§ **Problem 1**:
Answer these questions using the water pump thread:
(a) Where did smithfries find the water pump?
(b) What happened when smithfries switched to city water?
(c) According to H2oSprayer, what do some pumps have on them?
§ **Problem 2**:
For each statement, say whether it agrees with the water pump thread, and quote the words that decide it:
(a) The pump hummed when smithfries tried to use it.
(b) One of the fuse labels says water pump.
(c) The trailer was plugged into shore power when smithfries turned on the pump switch.
§ **Problem 3**:
Transcribe the stretch of the water pump thread from "The pump did" through "(Feb 8, 2007)", word for word.

# Water Pump Not Working



## smithfries (Apr 27, 2007)

The water pump in my used 25RSS is not working. As per the manual, I opened the cold water taps and I turned on the switch for the pump (plugged into shore power), waited and nothing happened. No sounds at all, no water. Switched to city water and everything runs fine that way.

Searched around and found the water pump (under the bench seat). Looked at the wires and I am confused since there seems to be one termination of a red wire with a plastic clippy thing that is not connected to anything. Although I cannot figure out where it would connect. I see some wires coming out the one end of the pump, white attached with connectors to the red and one red wire with a similar clippy thing attached in the other end of the pump. Sorry I do not know the right names for things.

Suggestions on any other things I can do myself to resolve this issue?

E


----------



## H2oSprayer (Aug 5, 2006)

Have you checked your 12 volt fuses? There should be one for the pump. Is you wall mounted pump power switch the kind of switch that illuminates when it is on? If you have a voltage meter, you could check to see if you have power to the pump with the switch on. As long as you have power to the pump, when you open any faucet, the pump should come on to keep the pressure up. Good luck and keep us posted on your findings.

Chris


----------



## smithfries (Apr 27, 2007)

H2oSprayer said:


> Have you checked your 12 volt fuses? There should be one for the pump. Is you wall mounted pump power switch the kind of switch that illuminates when it is on? If you have a voltage meter, you could check to see if you have power to the pump with the switch on.


Hi Chris,
The power switch does illuminate when the water pump is on.

What do I look for in the fuse to know if it is bad? Sorry to be dumb, but I looked in the box and none of the "breaker"-type things are thrown, and all the fuses are in place. Although all the fuses have labels, none of them say water pump. The sticker on the front of the Converter says it has "LED readings to show problems". Does this mean something would light up if the fuse was blown? Or are these magical LEDs for something else?
Thanks,
E


----------



## H2oSprayer (Aug 5, 2006)

Magical LED's would be nice, but I am afraid not. I understand that the pump is not working, does the switch illuminate now? If it does, that would indicate that you have power (at least to the switch). If not, the best way to check the fuses would be to pull them one by one to check them all. If the fuses are all good, you will need to check to see if you have power to the pump. Some pumps have a push button reset on it. You could look to see if there is one on yours. One other thing, do you hear the pump hum or does it get warm while you are attempting to use it?


----------



## smithfries (Apr 27, 2007)

H2oSprayer said:


> Magical LED's would be nice, but I am afraid not. I understand that the pump is not working, does the switch illuminate now? If it does, that would indicate that you have power (at least to the switch). If not, the best way to check the fuses would be to pull them one by one to check them all. If the fuses are all good, you will need to check to see if you have power to the pump. Some pumps have a push button reset on it. You could look to see if there is one on yours. One other thing, do you hear the pump hum or does it get warm while you are attempting to use it?


Yes, the switch illuminates when I turn it on. What does a fuse look like if it is bad?

The pump did not hum when attempting to use it. Tomorrow I will check the fuses, look for a reset button, and see if it gets warm.

Oh, and what are the "LED's" advertised on the front of the converter.

Thanks!


----------



## jetjane (Feb 8, 2007)

Coordinate annotation entries:
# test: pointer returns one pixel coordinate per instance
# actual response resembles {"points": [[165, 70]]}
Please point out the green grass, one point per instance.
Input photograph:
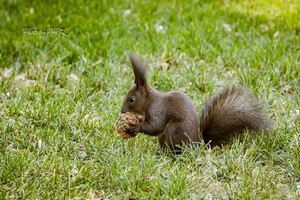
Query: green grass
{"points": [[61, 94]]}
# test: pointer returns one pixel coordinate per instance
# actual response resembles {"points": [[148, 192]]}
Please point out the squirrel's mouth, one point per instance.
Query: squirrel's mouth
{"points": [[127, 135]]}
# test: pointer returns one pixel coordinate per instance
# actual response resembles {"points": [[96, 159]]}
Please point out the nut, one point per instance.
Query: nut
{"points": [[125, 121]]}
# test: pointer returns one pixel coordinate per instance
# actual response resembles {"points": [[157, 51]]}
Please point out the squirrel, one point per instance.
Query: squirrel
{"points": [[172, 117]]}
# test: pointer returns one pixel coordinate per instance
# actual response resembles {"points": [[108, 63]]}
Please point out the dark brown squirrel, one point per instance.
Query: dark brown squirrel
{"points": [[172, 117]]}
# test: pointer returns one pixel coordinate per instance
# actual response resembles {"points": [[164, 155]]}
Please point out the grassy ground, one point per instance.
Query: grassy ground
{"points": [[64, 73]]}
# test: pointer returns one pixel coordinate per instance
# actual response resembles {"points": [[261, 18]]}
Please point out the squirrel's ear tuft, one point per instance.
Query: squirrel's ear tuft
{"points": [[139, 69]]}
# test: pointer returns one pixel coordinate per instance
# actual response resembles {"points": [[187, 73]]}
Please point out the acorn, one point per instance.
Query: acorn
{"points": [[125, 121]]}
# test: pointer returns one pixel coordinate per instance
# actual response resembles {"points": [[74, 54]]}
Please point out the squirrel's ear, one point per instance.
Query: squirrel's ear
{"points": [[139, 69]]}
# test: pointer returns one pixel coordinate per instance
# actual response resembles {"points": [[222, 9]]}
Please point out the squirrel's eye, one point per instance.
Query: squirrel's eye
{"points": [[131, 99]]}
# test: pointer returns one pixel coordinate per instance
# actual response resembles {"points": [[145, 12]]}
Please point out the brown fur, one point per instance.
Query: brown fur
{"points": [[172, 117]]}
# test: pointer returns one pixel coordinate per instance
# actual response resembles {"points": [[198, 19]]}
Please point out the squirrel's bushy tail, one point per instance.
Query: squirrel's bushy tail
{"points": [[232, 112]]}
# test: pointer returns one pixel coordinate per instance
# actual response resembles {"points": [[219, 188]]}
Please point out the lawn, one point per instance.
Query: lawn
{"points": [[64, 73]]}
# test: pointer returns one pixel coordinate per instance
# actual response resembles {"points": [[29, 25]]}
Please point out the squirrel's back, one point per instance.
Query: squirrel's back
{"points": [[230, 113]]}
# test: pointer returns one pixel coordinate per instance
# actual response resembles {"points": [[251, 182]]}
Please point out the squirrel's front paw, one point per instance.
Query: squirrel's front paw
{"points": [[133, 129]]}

§ **Full output 1**:
(a) Under the bench seat.
(b) Everything ran fine.
(c) A push button reset.

§ **Full output 2**:
(a) No: "The pump did not hum when attempting to use it."
(b) No: "Although all the fuses have labels, none of them say water pump."
(c) Yes: "I turned on the switch for the pump (plugged into shore power)"

§ **Full output 3**:
The pump did not hum when attempting to use it. Tomorrow I will check the fuses, look for a reset button, and see if it gets warm.

Oh, and what are the "LED's" advertised on the front of the converter.

Thanks!


----------



## jetjane (Feb 8, 2007)